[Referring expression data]

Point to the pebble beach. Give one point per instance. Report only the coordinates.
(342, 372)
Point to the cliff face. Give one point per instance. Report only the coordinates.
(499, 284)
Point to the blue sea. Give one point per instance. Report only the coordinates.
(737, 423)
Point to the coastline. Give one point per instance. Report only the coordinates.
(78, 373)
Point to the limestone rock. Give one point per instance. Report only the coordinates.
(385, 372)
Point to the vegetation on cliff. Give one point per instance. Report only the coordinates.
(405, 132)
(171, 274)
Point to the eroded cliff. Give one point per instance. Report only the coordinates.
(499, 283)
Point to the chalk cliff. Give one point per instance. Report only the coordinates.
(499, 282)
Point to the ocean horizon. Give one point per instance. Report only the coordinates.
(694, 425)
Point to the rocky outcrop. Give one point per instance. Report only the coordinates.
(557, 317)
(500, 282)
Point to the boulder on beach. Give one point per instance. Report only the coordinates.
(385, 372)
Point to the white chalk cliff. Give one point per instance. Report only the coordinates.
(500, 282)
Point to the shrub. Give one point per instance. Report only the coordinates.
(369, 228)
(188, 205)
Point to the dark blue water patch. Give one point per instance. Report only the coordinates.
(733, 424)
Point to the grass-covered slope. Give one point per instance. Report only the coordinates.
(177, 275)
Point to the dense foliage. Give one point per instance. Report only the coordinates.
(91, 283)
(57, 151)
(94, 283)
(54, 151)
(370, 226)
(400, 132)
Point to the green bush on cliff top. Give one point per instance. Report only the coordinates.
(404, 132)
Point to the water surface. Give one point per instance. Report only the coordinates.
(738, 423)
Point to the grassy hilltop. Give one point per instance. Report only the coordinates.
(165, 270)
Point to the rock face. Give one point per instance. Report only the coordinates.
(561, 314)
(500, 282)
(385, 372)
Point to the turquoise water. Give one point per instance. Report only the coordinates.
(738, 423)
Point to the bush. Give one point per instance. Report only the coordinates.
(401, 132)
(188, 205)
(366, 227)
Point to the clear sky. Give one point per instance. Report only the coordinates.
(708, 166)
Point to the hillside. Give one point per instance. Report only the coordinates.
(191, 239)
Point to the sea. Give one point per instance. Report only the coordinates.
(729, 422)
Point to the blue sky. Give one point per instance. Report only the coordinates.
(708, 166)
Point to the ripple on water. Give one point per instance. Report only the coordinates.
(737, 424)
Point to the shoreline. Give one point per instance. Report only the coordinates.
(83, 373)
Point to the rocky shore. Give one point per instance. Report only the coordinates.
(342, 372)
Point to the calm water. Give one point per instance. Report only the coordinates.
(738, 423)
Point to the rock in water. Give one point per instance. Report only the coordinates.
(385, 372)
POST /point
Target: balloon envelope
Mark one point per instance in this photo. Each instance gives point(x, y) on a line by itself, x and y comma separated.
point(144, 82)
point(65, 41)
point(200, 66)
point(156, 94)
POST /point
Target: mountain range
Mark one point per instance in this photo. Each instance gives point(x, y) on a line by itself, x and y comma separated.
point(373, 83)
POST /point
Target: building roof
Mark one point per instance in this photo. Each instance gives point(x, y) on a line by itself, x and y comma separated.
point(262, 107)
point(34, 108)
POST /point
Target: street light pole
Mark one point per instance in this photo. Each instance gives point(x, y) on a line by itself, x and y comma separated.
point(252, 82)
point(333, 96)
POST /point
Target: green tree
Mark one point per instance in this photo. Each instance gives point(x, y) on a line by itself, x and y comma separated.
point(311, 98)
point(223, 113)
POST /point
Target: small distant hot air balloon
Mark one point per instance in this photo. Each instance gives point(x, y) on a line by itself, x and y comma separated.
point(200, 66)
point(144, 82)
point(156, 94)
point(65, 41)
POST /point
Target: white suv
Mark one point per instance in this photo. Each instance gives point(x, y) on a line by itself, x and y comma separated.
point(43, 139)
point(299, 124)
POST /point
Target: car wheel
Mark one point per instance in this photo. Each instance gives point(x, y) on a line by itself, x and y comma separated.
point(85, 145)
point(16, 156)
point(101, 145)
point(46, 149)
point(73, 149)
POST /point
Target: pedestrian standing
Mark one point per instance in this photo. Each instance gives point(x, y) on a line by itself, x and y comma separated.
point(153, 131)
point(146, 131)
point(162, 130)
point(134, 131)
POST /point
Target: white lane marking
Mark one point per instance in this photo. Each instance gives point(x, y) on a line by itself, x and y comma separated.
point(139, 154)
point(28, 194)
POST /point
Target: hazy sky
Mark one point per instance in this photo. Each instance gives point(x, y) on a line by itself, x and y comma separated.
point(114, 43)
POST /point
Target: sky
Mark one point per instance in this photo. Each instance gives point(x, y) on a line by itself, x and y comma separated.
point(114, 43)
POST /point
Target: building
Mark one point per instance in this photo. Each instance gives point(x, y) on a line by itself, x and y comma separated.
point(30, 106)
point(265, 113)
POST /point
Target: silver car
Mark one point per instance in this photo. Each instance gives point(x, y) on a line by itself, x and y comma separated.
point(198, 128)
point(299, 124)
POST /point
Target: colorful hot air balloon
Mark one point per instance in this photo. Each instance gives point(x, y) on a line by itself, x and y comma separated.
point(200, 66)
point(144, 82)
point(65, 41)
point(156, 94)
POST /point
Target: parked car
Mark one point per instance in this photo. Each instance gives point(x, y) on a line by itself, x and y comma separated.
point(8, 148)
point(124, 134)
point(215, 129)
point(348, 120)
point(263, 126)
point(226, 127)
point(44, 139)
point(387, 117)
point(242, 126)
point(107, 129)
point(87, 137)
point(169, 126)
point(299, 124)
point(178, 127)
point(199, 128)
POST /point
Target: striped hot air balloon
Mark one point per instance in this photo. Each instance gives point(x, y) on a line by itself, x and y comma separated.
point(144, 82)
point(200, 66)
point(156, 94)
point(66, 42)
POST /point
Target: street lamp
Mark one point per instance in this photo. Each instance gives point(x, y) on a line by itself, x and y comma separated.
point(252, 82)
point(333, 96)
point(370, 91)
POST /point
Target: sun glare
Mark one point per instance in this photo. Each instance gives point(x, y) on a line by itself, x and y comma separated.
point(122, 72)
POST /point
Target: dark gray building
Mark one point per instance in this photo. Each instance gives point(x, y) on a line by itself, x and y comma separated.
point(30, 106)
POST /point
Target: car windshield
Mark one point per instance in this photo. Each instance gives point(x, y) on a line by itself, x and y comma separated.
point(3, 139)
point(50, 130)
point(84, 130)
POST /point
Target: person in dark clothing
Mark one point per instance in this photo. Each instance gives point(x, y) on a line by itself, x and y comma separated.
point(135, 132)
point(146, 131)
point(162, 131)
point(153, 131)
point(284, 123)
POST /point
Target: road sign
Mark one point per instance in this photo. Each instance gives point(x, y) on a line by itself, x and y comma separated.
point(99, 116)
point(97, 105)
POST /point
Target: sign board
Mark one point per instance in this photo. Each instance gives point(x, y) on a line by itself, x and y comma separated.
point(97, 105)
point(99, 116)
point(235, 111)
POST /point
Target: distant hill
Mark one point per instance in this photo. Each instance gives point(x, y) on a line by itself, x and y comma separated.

TO DO:
Every line that contains the string "balloon" should be copied from the records.

RESPONSE BELOW:
Target: balloon envelope
Target: small distant hot air balloon
Target: colorful hot air balloon
Target: striped hot air balloon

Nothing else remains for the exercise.